### Problem set
a - In the domain dispute excerpt, under which Policy paragraph does the Panel find that Respondent is not commonly known by <wwwstatefarmagent.com>?
b - According to the domain dispute excerpt, why does the Panel conclude that Respondent is not commonly known by the disputed domain name? Answer in one to three sentences.
c - Pick up the domain dispute excerpt after its final sentence and write the next part.

### Page text
+ + + + + + +

The Panel finds that the requirements of Policy ¶ 4(a)(i) have been met.

 

Rights or Legitimate Interests

 

The Panel finds that Complainant has met its burden of proof by making a prima facie showing that Respondent lacks rights and legitimate interests in the disputed domain name.  Previous panels have found that once a complainant has met its prima facie burden then the onus shifts to Respondent to show that its does in fact retain rights or legitimate interests in the disputed domain name.  See Swedish Match UK Ltd. v. Admin, Domain, FA 873137 (Nat. Arb. Forum Feb. 13, 2007) (finding that once a prima facie case has been established by the complainant, the burden then shifts to the respondent to demonstrate its rights or legitimate interests in the disputed domain name pursuant to Policy ¶ 4(c)).  When Respondent failed to provide a rebuttal to Complainant’s initial showing, the Panel may then assume, based on that failure, that Respondent lacks any rights or legitimate interests in the disputed domain name.  See Am. Express Co. v. Fang Suhendro, FA 129120 (Nat. Arb. Forum Dec. 30, 2002) (“[B]ased on Respondent's failure to respond, it is presumed that Respondent lacks all rights and legitimate interests in the disputed domain name.”).  However, the Panel will still examine the entire record to determine whether Respondent retains any rights in the disputed domain name according to the factors enumerated in Policy ¶ 4(c).

 

Complainant contends that Respondent is not commonly known by its <wwwstatefarmagent.com> domain name.  Respondent has offered no evidence to refute Complainant’s contention.  The WHOIS information does not contain any information indicating that Respondent is commonly known by the disputed domain name.  Thus, the Panel finds that Respondent is not commonly known by its <wwwstatefarmagent.com> domain name under Policy ¶ 4(c)(ii).  See Tercent Inc. v. Lee Yi, FA 139720 (Nat. Arb. Forum Feb. 10, 2003) (stating “nothing in Respondent’s WHOIS information implies that Respondent is ‘commonly known by’ the disputed domain name” as one factor in determining that Policy ¶ 4(c)(ii) does not apply); see also M. Shanken Commc’ns v. WORLDTRAVELERSONLINE.COM, FA 740335 (Nat. Arb. Forum Aug. 3, 2006) (finding that the respondent was not commonly known by the <cigaraficionada.com> domain name under Policy ¶ 4(c)(ii) based on the WHOIS information and other evidence in the record).

+ + + + + + +

### Dataset extract
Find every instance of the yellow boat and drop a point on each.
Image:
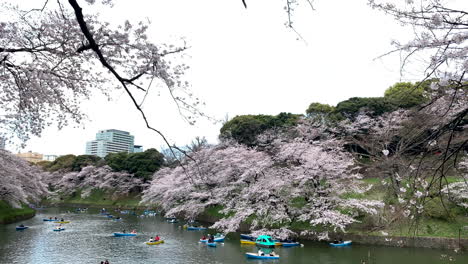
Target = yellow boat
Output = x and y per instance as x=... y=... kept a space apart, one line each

+ + + + + + +

### Answers by task
a - Policy ¶ 4(c)(ii).

b - Respondent offered no evidence to refute Complainant's contention that it is not commonly known by the name. The WHOIS information also contains nothing indicating that Respondent is commonly known by the disputed domain name.

c -
Complainant also contends that Respondent is not engaging in the bona fide offering of goods or services or making a legitimate noncommercial or fair use of the <wwwstatefarmagent.com> domain name.  The disputed domain name resolves to a site offering links to third party websites, many of which are direct competitors with Complainant.  The Panel finds that the aforementioned use of the disputed domain name by Respondent is not a bona fide offering of goods or services or making a legitimate noncommercial or fair use under Policy ¶ 4(c)(i) and Policy ¶ 4(c)(iii).  See ALPITOUR S.p.A. v. Albloushi, FA 888651 (Nat. Arb. Forum Feb. 26, 2007) (rejecting the respondent’s contention of rights and legitimate interests in the <bravoclub.com> domain name because the respondent was merely using the domain name to operate a website containing links to various competing commercial websites, which the panel did not find to be a use in connection with a bona fide offering of goods or services pursuant to Policy ¶ 4(c)(i) or a legitimate noncommercial or fair use pursuant to Policy ¶ 4(c)(iii)); see also Skyhawke Techns., LLC v. Tidewinds Group, Inc., FA 949608 (Nat. Arb. Forum May 18, 2007) (“Respondent is using the <skycaddy.com> domain name to display a list of hyperlinks, some of which advertise Complainant and its competitors’ products.  The Panel finds that this use of the disputed domain name does not constitute a bona fide offering of goods or services under Policy ¶ 4(c)(i), or a legitimate noncommercial or fair use under Policy ¶ 4(c)(iii).”).

 

The Panel finds that the requirements of Policy ¶ 4(a)(ii) have been met.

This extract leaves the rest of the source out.